Start Exercise inputs

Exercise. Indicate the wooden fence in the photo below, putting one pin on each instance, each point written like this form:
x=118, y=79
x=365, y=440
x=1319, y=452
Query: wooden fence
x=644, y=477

End Exercise inputs

• Goal
Could you update the listing so that each "wooden fence" becomes "picket fence", with everything else left unchanged?

• Solution
Exercise. Indicate the picket fence in the photo below, putting one pin on each instance, each point written like this form:
x=118, y=79
x=365, y=440
x=1319, y=452
Query: picket fence
x=644, y=477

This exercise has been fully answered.